**Your goal**
Reproduce the data below verbatim from the line containing "For each instance of the wire" through its final line, and produce nothing more.
☆ ☆ ☆ ☆
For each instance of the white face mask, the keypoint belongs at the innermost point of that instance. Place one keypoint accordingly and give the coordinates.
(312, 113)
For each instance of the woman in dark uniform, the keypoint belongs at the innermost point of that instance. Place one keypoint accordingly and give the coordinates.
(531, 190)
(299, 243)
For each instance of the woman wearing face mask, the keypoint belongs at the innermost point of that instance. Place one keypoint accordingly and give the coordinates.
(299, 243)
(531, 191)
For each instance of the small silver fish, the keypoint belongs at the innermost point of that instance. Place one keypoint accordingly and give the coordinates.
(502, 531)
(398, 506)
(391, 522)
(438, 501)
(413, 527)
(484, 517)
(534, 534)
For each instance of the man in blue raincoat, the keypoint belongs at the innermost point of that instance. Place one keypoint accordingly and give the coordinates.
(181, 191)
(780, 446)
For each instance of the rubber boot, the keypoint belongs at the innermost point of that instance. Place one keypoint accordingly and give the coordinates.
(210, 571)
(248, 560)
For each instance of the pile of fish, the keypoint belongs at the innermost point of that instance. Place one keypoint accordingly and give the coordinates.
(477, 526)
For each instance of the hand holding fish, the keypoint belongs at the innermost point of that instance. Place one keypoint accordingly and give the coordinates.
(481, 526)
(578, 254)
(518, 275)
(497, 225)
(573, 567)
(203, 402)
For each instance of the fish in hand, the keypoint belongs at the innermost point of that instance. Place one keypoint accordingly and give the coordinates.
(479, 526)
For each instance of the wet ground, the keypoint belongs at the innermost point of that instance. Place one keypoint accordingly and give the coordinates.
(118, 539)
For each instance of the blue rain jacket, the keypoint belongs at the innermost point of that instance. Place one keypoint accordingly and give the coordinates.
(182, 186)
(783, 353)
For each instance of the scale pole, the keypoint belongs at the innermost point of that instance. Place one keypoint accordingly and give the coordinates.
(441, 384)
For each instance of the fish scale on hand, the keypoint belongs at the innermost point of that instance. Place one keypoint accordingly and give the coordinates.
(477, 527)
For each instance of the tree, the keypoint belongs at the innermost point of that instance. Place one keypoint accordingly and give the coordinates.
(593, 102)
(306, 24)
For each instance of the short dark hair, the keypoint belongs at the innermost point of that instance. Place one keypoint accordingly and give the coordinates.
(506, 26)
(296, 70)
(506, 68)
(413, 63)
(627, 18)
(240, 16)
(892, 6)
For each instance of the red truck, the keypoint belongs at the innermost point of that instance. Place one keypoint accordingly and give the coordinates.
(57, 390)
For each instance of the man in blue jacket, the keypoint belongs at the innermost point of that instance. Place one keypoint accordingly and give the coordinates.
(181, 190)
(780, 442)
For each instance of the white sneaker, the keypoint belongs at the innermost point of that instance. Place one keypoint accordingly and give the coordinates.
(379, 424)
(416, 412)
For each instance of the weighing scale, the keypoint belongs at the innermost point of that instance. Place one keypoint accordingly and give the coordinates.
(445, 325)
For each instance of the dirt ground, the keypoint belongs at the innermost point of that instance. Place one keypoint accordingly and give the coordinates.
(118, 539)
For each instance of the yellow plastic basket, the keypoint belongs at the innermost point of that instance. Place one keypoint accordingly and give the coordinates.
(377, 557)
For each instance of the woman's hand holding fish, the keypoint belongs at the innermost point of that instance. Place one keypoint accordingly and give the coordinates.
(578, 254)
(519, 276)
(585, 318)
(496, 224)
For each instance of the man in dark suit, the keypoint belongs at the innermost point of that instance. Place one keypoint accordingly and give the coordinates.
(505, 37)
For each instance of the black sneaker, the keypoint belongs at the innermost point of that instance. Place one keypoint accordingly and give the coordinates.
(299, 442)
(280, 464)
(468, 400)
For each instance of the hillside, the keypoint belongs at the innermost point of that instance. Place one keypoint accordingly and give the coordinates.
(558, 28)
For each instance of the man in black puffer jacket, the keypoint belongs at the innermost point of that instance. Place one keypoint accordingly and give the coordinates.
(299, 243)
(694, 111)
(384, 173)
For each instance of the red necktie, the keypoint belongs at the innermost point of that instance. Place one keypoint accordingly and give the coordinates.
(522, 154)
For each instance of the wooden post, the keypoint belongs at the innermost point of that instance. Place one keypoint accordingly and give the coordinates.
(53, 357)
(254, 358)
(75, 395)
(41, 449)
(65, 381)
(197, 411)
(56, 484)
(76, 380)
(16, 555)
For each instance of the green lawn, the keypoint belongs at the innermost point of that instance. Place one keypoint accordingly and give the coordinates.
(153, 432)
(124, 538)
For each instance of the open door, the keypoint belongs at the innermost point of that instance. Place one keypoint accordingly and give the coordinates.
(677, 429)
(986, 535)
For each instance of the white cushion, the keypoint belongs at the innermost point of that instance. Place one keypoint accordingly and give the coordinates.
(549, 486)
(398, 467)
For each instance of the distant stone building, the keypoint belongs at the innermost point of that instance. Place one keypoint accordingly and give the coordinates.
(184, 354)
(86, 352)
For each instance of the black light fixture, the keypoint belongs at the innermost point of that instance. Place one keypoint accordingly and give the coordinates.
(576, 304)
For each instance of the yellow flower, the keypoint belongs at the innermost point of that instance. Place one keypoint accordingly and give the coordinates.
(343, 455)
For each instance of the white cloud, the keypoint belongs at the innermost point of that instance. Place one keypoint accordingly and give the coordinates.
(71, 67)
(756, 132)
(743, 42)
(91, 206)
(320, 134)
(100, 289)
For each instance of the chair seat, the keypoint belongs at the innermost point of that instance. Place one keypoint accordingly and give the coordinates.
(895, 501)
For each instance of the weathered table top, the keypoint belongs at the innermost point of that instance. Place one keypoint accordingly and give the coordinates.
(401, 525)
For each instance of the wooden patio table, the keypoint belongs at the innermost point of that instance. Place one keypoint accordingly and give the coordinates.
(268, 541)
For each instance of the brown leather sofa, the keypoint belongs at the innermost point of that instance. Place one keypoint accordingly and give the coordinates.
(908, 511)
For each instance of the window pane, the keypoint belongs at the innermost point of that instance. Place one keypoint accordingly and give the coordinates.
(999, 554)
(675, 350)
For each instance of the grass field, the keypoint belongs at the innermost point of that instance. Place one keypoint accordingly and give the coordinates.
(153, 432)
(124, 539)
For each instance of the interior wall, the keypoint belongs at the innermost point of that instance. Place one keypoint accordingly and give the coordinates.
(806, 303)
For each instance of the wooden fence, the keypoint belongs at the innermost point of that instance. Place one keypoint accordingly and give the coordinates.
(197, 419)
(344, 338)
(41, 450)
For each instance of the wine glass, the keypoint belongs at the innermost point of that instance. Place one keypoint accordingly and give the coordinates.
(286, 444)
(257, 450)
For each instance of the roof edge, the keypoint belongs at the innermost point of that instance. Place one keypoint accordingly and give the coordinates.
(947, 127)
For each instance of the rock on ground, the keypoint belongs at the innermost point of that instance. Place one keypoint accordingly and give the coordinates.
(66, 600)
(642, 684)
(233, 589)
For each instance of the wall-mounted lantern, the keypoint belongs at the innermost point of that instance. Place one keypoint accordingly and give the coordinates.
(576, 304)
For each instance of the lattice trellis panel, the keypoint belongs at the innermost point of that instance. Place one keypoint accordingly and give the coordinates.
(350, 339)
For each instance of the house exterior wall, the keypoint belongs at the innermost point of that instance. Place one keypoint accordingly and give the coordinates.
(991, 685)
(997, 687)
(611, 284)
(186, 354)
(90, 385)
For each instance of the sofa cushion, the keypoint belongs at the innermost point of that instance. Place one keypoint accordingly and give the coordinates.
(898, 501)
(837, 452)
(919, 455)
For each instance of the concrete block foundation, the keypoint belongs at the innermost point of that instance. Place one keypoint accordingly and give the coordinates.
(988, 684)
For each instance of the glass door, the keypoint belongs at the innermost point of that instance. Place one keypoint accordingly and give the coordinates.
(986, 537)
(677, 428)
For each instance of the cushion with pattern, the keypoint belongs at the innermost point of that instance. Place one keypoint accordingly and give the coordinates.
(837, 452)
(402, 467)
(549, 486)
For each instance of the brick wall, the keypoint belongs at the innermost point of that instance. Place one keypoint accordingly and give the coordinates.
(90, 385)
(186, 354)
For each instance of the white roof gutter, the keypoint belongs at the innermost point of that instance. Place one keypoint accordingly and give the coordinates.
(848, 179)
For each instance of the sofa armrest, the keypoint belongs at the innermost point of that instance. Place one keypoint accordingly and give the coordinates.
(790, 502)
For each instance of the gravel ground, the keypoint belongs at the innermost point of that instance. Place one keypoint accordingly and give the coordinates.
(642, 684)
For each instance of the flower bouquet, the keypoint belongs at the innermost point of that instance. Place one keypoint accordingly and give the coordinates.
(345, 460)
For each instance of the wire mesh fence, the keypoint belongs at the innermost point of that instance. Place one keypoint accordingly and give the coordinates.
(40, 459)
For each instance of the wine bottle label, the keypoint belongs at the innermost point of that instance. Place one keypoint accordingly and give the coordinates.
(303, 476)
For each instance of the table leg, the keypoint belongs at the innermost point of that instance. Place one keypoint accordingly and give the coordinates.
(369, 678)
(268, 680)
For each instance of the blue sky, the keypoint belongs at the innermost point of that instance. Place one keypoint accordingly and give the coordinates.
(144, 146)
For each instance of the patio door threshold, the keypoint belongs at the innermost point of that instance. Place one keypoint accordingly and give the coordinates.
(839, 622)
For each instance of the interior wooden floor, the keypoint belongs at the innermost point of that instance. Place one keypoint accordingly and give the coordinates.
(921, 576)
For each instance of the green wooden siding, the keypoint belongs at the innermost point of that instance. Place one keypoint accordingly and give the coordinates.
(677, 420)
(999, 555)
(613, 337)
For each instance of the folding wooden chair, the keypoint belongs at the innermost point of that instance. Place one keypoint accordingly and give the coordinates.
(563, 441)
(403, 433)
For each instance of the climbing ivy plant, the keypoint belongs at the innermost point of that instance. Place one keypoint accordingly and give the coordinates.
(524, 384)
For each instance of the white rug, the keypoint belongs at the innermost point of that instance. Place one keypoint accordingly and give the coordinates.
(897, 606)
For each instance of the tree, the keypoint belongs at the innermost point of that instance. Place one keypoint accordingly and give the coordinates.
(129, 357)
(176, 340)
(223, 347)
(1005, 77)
☆ ☆ ☆ ☆
**Full answer**
For each instance of the wire mesh fence, the keypoint belongs at the innermost point of that instance. Place one keypoint accordingly and give the coordinates.
(40, 459)
For each instance of the wine bottle label, the keypoint belongs at the innermost point of that instance. Place one keypoint accordingly and give the coordinates.
(303, 476)
For each instance of the table leg, the keypoint belongs at the innermost point of that instance. Place one keypoint accordingly and give the coordinates.
(369, 678)
(268, 680)
For each instance of the blue sky, the keypoint belongs at the innermost point of that instance. Place one keypoint accordingly and give the coordinates.
(144, 146)
For each instance of the patio door threshold, the keypoint belongs at the innermost point of that instance. Place one keypoint accordingly and give the coordinates.
(839, 622)
For each instance of the interior wooden floor, the keypoint belongs at the innermost point of that instance. Place one keypoint accordingly and give the coordinates.
(921, 576)
For each instance of the green wooden siding, the keypoint belongs at the innermost point of that instance. Place one keypoint accordingly and give the coordinates.
(677, 420)
(999, 555)
(613, 337)
For each instance of the folding wooden chair, the keypoint belongs at the innermost point of that instance. Place one keypoint accordingly and give the coordinates.
(563, 441)
(403, 433)
For each instance of the climbing ivy plant, the keypoint belongs at the innermost point of that instance. Place one keypoint accordingly and give the coordinates.
(524, 384)
For each instance of the white rug, the keypoint belongs at the innermost point of that instance. Place one keypoint accordingly and give the coordinates.
(897, 606)
For each instance of the tree, the keypoint belongs at the innermost point of that instance. Place one keypoint accordingly and give the coordinates.
(129, 357)
(176, 340)
(223, 347)
(1005, 77)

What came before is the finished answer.